Just yesterday I made a PR documenting the eBPF installation process for multiple kinds of installations https://github.com/falcosecurity/falco-website/pull/134
Please be aware you might still have SYSDIG_BPF_PROBE
if you are on < 0.18.0 - everything should be consistently set to FALCO_BPF_PROBE
for 0.20.0
Is there a way to debug the dropped events? On a small VPS, we see e.g. this:
Apr 5 15:20:02 host falco: Falco internal: syscall event drop. 1 system calls dropped in last second.
Apr 5 15:20:02 host falco: 15:20:02.335890806: Critical Falco internal: syscall event drop. 1 system calls dropped in last second. (ebpf_enabled=0 n_drops=1 n_drops_buffer=1 n_drops_bug=0 n_drops_pf=0 n_evts=12297)
Apr 5 15:25:02 host falco: Falco internal: syscall event drop. 2 system calls dropped in last second.
Apr 5 15:25:02 host falco: 15:25:02.429912553: Critical Falco internal: syscall event drop. 2 system calls dropped in last second. (ebpf_enabled=0 n_drops=2 n_drops_buffer=2 n_drops_bug=0 n_drops_pf=0 n_evts=12532)

* PROBLEMS AND TASKS:
a. Reproduce from the Falco thread the part that opens with the words containing "Just yesterday I" and closes with "n_drops_bug=0 n_drops_pf=0 n_evts=12297)".
b. Write the next part of the Falco thread on dropped syscall events, beginning right after its final line.

* DATASET EXTRACT:
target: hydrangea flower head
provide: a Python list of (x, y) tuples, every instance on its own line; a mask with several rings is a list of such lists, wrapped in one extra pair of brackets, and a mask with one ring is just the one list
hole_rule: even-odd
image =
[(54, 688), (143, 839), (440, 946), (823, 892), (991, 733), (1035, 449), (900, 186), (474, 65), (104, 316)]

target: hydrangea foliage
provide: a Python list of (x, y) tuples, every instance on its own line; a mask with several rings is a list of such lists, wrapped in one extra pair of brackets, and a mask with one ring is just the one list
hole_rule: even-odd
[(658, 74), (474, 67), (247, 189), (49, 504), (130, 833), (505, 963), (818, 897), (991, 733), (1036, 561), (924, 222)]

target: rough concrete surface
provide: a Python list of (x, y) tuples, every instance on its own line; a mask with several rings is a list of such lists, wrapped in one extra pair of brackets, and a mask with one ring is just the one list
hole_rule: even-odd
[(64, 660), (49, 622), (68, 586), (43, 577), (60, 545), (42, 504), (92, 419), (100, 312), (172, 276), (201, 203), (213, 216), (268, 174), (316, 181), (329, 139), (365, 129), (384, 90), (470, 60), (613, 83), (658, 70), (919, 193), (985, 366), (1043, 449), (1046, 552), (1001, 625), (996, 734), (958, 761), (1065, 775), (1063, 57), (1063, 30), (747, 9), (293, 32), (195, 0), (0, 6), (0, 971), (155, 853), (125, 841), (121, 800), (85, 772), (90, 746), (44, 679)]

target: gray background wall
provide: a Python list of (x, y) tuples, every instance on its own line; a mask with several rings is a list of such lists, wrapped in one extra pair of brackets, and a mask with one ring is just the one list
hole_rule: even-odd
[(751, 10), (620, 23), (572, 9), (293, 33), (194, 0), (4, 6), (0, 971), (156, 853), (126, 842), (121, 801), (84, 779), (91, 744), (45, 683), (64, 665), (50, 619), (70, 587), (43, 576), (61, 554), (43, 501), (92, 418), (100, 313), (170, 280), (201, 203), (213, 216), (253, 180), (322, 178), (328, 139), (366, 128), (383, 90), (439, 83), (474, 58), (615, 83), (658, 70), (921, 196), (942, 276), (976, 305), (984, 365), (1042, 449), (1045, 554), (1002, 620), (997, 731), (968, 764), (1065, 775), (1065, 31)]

* ANSWERS FOR THIS EXERCISE:
a.
Just yesterday I made a PR documenting the eBPF installation process for multiple kinds of installations https://github.com/falcosecurity/falco-website/pull/134
Please be aware you might still have SYSDIG_BPF_PROBE
if you are on < 0.18.0 - everything should be consistently set to FALCO_BPF_PROBE
for 0.20.0
Is there a way to debug the dropped events? On a small VPS, we see e.g. this:
Apr 5 15:20:02 host falco: Falco internal: syscall event drop. 1 system calls dropped in last second.
Apr 5 15:20:02 host falco: 15:20:02.335890806: Critical Falco internal: syscall event drop. 1 system calls dropped in last second. (ebpf_enabled=0 n_drops=1 n_drops_buffer=1 n_drops_bug=0 n_drops_pf=0 n_evts=12297)

b.
Apr 5 15:45:02 host falco: Falco internal: syscall event drop. 1 system calls dropped in last second.
Apr 5 15:45:02 host falco: 15:45:02.858715115: Critical Falco internal: syscall event drop. 1 system calls dropped in last second. (ebpf_enabled=0 n_drops=1 n_drops_buffer=1 n_drops_bug=0 n_drops_pf=0 n_evts=15544)
The n_evts counter looks like a small event count between the log messages. Any idea what happens here?
This issue has been automatically marked as stale because it has not had recent activity. It will be closed if no further activity occurs. Thank you for your contributions.
What does here think about making the ring buffer size configurable via a flag ?
@fntlnz did anything happen with this in the end? Currently we're still just maintaining our patch and building falco from source, but it'd be cool if we could just use the official docker image and provide the ringbuffer size as a parameter for the userspace app and as a module parameter for the kernel module
@dnwe Is it an option to increase the frequency of reading the buffer as to avoid having it full in the first place ? Just wondering because we are having this issue as well and we would really like to avoid having to recompile everything and spin our own version of the container!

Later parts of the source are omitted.